Given text:
But over time, something far more valuable than a spike began to emerge: stability.

After 18 months of consistency, the numbers told a story that was impossible to ignore:

  • Dylan’s repeat and referral business had grown by 57%
  • His income had doubled year over year
  • He had stepped away from cold calls
  • The pop-bys and awkward drop-ins he used to push himself to do were no longer necessary

The center of his business gravity had shifted.

Instead of constantly pushing outward in search of strangers, his work revolved around people who already trusted him enough to invite him into their financial decisions and their homes.

The business didn’t feel like a chase anymore. It felt like a conversation.

What Joe Knew, and Dylan Proved

As Dylan reflected on both his own journey and Joe Girard’s long before him, a simple truth came into focus.

Joe had understood something that most professionals—even today—struggle to practice:

Showing up consistently for people who already know you, like you, and trust you will almost always outperform chasing strangers who don’t.

But that path is slow. It doesn’t satisfy the craving for instant feedback, instant numbers, instant “growth hacks.” It doesn’t feel cutting-edge or impressive on a presentation slide.

That’s why so many agents ignore it.

They chase novelty instead of nurturing familiarity.

They burn time and money trying to get in front of new eyes while neglecting the people whose eyes light up when they see their names.

Goal 1:
Answer these questions about the passage, one per line:
(a) By what percentage had Dylan's repeat and referral business grown?
(b) How many months of consistency came before the numbers told their story?
(c) What do many agents chase instead of nurturing familiarity?
The rows have no connection to the passage.

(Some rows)
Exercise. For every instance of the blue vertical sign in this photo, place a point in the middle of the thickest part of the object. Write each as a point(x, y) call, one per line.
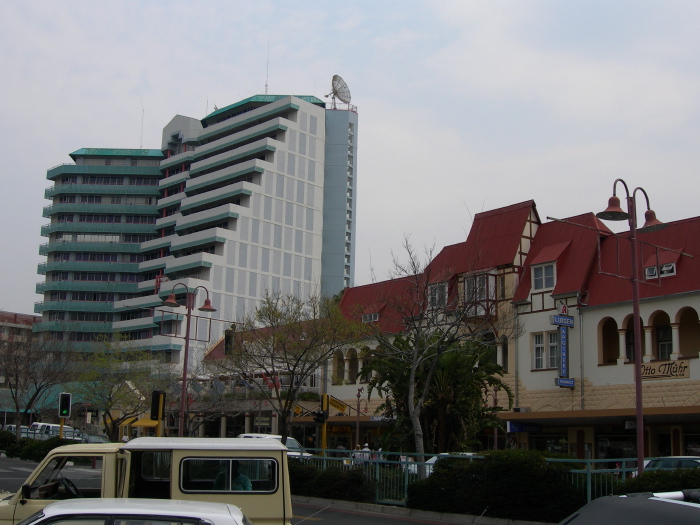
point(564, 322)
point(563, 351)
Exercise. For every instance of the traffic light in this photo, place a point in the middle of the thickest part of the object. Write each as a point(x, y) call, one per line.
point(320, 416)
point(157, 405)
point(64, 405)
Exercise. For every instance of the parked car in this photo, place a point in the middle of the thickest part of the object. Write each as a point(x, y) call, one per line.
point(24, 430)
point(673, 462)
point(679, 508)
point(95, 438)
point(295, 448)
point(99, 511)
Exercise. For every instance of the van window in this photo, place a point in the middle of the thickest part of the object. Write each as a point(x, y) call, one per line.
point(149, 475)
point(226, 475)
point(67, 477)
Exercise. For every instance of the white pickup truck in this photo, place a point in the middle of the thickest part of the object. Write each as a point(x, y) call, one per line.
point(249, 473)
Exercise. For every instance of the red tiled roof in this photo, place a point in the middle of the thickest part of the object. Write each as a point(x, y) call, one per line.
point(616, 253)
point(573, 244)
point(493, 241)
point(381, 298)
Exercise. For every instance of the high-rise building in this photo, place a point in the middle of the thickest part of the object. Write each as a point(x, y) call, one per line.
point(258, 197)
point(103, 207)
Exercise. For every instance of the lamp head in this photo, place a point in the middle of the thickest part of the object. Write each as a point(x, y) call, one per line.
point(613, 212)
point(170, 301)
point(207, 307)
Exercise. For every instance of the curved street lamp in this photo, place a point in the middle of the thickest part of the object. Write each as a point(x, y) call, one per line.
point(615, 213)
point(189, 305)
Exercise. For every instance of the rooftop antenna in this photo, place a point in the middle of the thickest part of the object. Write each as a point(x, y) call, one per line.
point(340, 90)
point(267, 68)
point(142, 112)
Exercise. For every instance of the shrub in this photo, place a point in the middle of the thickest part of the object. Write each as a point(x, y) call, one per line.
point(661, 481)
point(332, 483)
point(509, 484)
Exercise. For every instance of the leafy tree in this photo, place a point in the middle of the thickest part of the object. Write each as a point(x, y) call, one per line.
point(32, 367)
point(284, 343)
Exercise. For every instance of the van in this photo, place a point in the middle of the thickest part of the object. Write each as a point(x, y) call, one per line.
point(200, 469)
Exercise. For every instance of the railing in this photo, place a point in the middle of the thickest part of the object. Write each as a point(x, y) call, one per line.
point(394, 472)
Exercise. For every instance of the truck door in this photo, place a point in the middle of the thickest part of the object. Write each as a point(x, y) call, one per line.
point(62, 477)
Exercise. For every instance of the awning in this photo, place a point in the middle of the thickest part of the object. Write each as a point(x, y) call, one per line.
point(144, 422)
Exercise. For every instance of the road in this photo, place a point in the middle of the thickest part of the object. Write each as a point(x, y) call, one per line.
point(13, 472)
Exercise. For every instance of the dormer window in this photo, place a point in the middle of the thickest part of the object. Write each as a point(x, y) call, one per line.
point(437, 295)
point(663, 270)
point(370, 318)
point(543, 277)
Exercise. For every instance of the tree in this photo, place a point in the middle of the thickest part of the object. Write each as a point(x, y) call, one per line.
point(284, 343)
point(119, 380)
point(437, 312)
point(32, 367)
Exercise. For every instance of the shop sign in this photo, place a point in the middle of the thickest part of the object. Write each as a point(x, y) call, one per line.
point(337, 404)
point(666, 370)
point(514, 426)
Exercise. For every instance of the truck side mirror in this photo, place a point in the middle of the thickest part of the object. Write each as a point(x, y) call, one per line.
point(26, 493)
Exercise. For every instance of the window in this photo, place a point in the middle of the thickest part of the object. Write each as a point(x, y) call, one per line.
point(479, 294)
point(370, 318)
point(64, 475)
point(437, 295)
point(629, 345)
point(225, 475)
point(543, 277)
point(545, 350)
point(664, 341)
point(663, 270)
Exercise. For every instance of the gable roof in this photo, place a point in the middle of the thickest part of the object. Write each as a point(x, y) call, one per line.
point(616, 258)
point(571, 243)
point(382, 298)
point(493, 241)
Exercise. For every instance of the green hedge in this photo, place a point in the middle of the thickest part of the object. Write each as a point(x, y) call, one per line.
point(332, 483)
point(508, 484)
point(661, 481)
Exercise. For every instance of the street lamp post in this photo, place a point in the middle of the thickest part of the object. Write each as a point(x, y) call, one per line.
point(614, 213)
point(189, 305)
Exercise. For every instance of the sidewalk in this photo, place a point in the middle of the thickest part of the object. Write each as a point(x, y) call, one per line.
point(388, 510)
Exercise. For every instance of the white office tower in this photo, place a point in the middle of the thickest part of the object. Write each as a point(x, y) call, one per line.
point(255, 197)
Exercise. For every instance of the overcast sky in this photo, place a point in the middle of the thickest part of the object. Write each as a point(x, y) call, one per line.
point(463, 106)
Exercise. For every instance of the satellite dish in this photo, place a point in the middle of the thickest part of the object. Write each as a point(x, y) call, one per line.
point(340, 90)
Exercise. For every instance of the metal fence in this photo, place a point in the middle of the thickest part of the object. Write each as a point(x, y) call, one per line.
point(393, 473)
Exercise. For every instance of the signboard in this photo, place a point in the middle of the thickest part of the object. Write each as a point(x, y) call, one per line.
point(563, 351)
point(337, 404)
point(565, 382)
point(666, 370)
point(514, 426)
point(562, 320)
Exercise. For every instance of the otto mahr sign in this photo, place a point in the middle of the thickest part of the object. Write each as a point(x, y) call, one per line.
point(564, 322)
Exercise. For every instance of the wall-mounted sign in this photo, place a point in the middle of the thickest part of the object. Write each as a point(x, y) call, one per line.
point(666, 370)
point(565, 382)
point(562, 320)
point(515, 426)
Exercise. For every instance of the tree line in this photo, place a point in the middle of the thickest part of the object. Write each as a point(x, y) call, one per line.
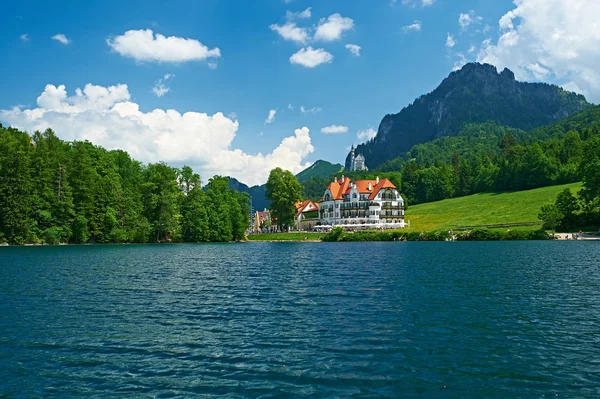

Goal 2: Lay out as a Markdown table the part of the rows that opens with the line containing "Exercise. For every instance of the red" and closes with the line containing "point(103, 207)", using the columns n and Line and skipping blank lines.

Right answer 1:
(a) 57%
(b) 18 months
(c) Novelty

Right answer 2:
| n | Line |
|---|---|
| 1 | Exercise. For every instance of the red tiled roof in this photo, place a point in the middle of the thickest part of the object. Write each as a point(x, y) call, one per line. |
| 2 | point(616, 253) |
| 3 | point(573, 244) |
| 4 | point(493, 241) |
| 5 | point(381, 298) |
| 6 | Exercise. For every instance of the high-rise building in this photo, place a point in the middle of the thickest part of the object. Write each as a point(x, y) call, one per line. |
| 7 | point(258, 197) |
| 8 | point(103, 207) |